Your goal =>
Reproduce the passage of the article on New York's proposed change to nursing home reimbursement rates, from "Providers are doing" to "providers $246 million.".

Providers in New York are “pulling out all the stops to defeat” a proposed change to the way the state calculates reimbursement rates for long-term care facilities. The proposal could cost operators $246 million in funding. 

The state’s Department of Health is seeking to retroactively change the methodology used to calculate case-mix index adjustments, which sets Medicaid reimbursement rates for skilled nursing facilities. 

The agency filed the request to change the rate calculation method with the Centers for Medicare & Medicaid Services earlier this year. 

Providers are doing everything they can to ensure the proposal is defeated, LeadingAge New York Executive Vice President Dan Heim said. 

“It’s a big problem,” Heim told McKnight’s. “We’re trying to pull out all the stops and defeat this cut.”

Heim added that providers are “in a holding pattern at this point and a “cut like this will only make matters worse and put more facilities into financial straits.”

He said the state has yet to share the financial impact the policy change could have on facilities. Advocates, however, have estimated that the policy change will cost providers $246 million. 

The policy change would be retroactively effective as of July 1, 2019 if approved, Heim said. The organization is now encouraging their members to “calculate the (potential) impacts to their own facilities and communicate that information to their state lawmakers.”

Advocates have also asked the governor to forgo the cut and requested that CMS reject the states proposed change in methodology. 

Stephen Hanse, president and CEO of the New York State Health Facilities Association/New York State Center for Assisted Living, said the state already has an existing Medicaid shortfall of about $65 per patient per day and any changes would “absolutely result in (some) nursing homes closing.” 

“We’re working with all affected individuals, partners and organized labor to educate the public on how harmful these cuts would be,” Hanse told McKnight’s

“The state shouldn’t balance the budget on the backs of New York’s most vulnerable population and the men and women who care for that population,” he added.

Provided data =>

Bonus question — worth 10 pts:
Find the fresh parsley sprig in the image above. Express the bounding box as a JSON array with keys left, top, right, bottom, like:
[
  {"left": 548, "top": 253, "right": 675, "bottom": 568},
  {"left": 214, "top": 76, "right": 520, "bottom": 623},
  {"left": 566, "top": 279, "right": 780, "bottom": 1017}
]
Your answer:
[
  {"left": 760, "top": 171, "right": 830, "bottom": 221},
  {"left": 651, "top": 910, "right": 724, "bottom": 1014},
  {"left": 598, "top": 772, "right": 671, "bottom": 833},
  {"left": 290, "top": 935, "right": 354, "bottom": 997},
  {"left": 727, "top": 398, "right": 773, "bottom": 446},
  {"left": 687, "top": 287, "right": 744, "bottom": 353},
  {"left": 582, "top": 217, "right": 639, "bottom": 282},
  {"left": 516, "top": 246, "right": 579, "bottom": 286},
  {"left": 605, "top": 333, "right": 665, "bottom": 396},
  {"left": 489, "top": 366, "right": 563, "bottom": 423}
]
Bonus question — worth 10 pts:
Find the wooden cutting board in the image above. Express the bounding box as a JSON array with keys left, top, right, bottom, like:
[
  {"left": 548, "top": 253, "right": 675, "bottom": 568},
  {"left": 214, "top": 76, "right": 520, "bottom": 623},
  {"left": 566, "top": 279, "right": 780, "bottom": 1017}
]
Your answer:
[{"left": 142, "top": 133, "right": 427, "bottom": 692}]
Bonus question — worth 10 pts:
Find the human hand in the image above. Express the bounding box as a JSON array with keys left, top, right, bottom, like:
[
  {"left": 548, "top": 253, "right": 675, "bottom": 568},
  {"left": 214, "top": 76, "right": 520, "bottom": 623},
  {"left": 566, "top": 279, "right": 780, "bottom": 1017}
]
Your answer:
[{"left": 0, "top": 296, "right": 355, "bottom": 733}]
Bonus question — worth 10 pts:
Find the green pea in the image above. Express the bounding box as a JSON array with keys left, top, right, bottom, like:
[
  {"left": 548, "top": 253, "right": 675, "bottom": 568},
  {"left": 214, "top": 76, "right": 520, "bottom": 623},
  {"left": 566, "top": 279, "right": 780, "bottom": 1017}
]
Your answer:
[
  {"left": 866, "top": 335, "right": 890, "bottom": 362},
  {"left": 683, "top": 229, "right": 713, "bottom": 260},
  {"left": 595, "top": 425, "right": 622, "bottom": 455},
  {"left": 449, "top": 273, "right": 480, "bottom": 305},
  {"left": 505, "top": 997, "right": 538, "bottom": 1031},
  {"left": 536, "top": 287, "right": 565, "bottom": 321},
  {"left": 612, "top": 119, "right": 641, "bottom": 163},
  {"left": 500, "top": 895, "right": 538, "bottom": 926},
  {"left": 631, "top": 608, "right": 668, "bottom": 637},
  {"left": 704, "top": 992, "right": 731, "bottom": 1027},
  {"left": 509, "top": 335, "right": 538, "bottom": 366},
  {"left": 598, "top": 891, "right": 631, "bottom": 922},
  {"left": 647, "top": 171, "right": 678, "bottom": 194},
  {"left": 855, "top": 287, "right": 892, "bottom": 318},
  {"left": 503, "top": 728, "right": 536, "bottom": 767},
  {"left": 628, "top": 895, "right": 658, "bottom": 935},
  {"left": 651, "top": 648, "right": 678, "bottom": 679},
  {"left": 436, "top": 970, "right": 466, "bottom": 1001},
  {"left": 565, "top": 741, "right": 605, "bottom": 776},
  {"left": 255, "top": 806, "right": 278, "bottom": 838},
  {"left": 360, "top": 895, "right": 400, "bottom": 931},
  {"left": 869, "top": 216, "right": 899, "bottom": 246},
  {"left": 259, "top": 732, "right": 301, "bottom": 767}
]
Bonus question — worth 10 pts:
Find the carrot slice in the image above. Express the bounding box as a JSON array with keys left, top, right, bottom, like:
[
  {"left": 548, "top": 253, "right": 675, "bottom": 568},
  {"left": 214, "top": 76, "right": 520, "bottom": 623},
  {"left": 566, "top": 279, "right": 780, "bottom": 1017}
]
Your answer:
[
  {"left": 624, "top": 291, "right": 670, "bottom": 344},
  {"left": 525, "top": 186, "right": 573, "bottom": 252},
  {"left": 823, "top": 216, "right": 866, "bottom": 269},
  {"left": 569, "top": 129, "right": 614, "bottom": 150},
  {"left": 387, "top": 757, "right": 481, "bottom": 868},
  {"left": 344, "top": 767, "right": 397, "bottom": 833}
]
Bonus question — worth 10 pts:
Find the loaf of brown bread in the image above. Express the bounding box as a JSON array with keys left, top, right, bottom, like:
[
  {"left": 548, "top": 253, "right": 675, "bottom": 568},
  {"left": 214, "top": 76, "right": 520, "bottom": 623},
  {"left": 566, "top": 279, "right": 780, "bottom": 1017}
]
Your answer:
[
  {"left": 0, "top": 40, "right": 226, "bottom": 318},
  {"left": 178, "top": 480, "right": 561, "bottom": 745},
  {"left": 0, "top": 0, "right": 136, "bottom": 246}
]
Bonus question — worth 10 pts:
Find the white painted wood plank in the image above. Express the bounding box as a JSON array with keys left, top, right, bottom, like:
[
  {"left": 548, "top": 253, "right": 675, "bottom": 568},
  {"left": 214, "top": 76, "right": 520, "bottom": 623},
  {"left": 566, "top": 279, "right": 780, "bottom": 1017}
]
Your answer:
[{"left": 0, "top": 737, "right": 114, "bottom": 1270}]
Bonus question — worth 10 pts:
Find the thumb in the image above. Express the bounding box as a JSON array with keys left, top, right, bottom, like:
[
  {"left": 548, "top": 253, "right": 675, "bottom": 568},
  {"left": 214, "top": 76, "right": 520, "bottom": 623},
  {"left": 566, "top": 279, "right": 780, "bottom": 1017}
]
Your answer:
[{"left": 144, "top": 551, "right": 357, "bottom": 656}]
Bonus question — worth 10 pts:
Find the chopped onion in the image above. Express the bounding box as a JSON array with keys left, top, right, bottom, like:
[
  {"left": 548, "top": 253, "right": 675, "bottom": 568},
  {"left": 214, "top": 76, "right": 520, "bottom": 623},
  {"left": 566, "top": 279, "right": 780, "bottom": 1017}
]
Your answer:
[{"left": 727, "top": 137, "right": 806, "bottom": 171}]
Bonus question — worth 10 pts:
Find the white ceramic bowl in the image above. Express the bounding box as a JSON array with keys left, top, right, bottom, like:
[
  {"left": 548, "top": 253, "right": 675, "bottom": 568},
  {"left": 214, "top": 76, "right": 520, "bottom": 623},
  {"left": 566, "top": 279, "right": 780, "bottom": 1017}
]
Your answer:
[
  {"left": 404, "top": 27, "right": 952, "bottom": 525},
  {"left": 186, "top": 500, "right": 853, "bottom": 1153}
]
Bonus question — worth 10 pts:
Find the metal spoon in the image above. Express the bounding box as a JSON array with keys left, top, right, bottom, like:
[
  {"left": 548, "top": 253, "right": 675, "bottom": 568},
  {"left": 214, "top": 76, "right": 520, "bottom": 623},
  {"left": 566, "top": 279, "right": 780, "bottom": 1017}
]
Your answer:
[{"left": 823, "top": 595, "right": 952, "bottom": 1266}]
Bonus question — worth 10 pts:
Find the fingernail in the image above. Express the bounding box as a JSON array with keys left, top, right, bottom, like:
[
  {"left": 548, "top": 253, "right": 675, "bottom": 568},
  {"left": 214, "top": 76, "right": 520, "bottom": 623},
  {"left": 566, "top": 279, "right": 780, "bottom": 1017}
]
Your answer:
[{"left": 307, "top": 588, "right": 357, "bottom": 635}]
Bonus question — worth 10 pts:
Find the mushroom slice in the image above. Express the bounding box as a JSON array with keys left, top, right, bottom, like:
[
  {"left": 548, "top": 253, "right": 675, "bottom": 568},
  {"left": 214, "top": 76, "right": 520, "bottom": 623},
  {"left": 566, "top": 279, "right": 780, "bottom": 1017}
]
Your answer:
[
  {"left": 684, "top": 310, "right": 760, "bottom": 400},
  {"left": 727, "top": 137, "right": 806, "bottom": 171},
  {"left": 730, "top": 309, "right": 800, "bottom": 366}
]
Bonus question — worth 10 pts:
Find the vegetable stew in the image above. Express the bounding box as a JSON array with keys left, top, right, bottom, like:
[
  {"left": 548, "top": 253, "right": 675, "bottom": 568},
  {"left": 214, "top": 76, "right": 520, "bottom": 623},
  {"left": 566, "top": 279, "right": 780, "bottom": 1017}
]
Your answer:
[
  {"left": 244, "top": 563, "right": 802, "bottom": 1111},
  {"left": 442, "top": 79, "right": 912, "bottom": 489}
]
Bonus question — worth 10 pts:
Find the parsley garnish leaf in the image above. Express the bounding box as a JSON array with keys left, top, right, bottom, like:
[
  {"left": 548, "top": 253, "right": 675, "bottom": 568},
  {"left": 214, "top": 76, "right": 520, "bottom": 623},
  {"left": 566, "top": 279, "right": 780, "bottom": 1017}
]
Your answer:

Your solution =>
Providers are doing everything they can to ensure the proposal is defeated, LeadingAge New York Executive Vice President Dan Heim said. 

“It’s a big problem,” Heim told McKnight’s. “We’re trying to pull out all the stops and defeat this cut.”

Heim added that providers are “in a holding pattern at this point and a “cut like this will only make matters worse and put more facilities into financial straits.”

He said the state has yet to share the financial impact the policy change could have on facilities. Advocates, however, have estimated that the policy change will cost providers $246 million.